» GIVEN PROBLEM:
Reproduce the lines below verbatim, beginning at the line that contains "Where can the tree" and stopping after the line that contains "<point>1200,453</point>".

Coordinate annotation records
%%
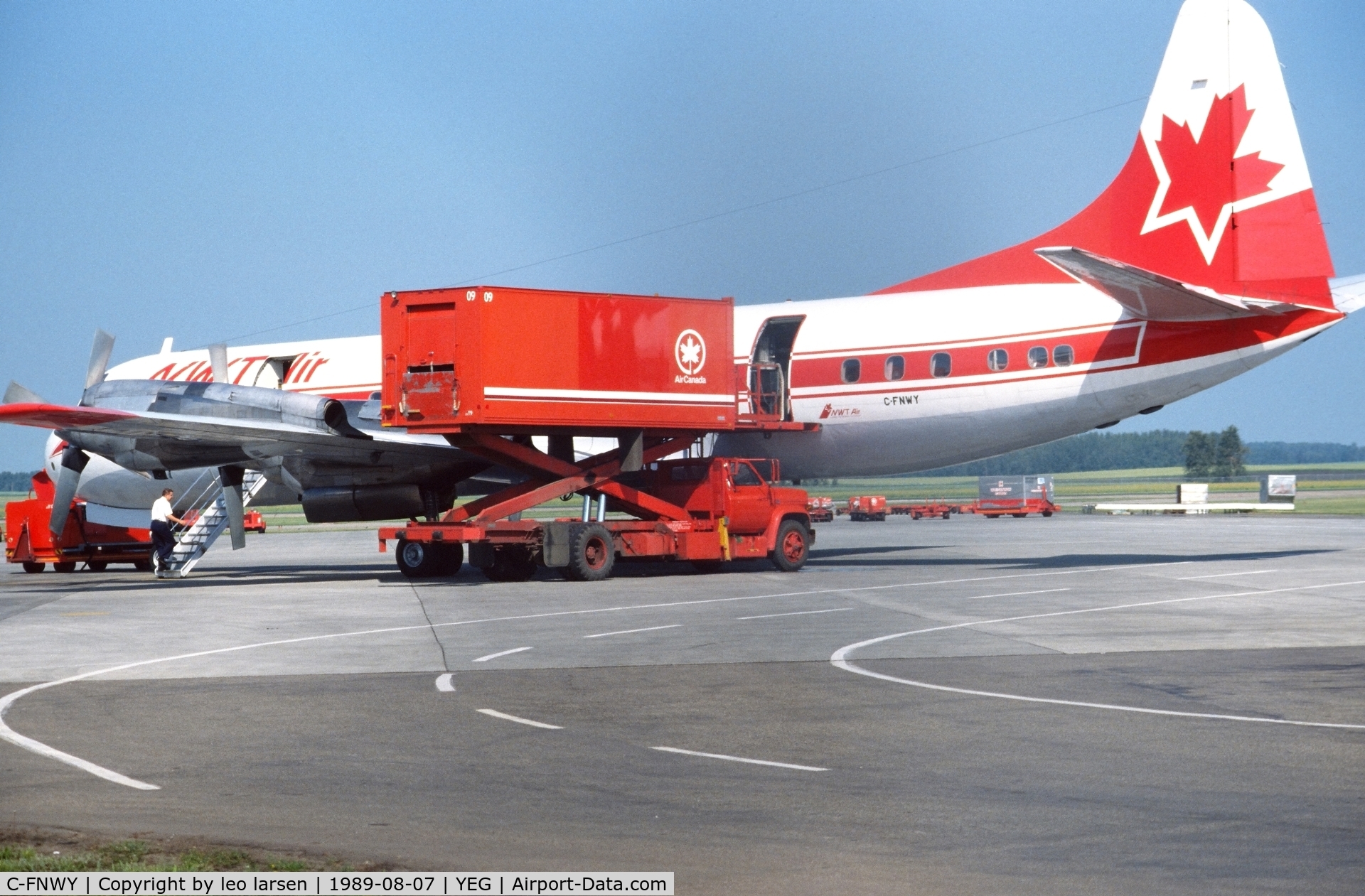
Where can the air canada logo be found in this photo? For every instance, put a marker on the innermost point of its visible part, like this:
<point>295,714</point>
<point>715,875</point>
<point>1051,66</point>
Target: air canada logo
<point>690,352</point>
<point>1200,180</point>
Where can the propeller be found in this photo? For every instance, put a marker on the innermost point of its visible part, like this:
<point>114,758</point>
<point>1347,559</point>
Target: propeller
<point>17,394</point>
<point>68,477</point>
<point>231,479</point>
<point>219,362</point>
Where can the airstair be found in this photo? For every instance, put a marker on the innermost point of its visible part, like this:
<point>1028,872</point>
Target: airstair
<point>210,520</point>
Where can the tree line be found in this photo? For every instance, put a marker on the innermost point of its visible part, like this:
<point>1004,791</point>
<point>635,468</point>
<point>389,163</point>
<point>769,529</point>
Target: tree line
<point>1200,453</point>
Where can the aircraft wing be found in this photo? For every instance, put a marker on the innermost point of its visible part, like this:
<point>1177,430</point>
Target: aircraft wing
<point>175,426</point>
<point>1155,296</point>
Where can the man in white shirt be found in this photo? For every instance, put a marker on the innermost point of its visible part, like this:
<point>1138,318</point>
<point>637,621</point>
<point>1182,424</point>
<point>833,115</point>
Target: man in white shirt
<point>161,539</point>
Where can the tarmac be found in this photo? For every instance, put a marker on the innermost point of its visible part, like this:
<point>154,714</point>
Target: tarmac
<point>1080,704</point>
%%
» CORRECT RESULT:
Where can the tree line be found in this photo? For every instance, put a marker on the innermost point of its visible part, like this:
<point>1004,791</point>
<point>635,468</point>
<point>389,163</point>
<point>769,529</point>
Target: tree line
<point>1200,453</point>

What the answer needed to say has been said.